--- WHAT TO DO ---
Display each line of the listing below that contains the word "find". Treat uppercase and lowercase as different.

--- PROVIDED RECORDS ---
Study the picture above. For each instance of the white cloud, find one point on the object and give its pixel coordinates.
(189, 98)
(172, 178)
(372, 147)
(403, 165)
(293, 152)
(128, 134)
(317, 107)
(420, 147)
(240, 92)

--- RESULT OF THE TASK ---
Study the picture above. For each instance of the white cloud, find one point on the object and give its pixel coordinates.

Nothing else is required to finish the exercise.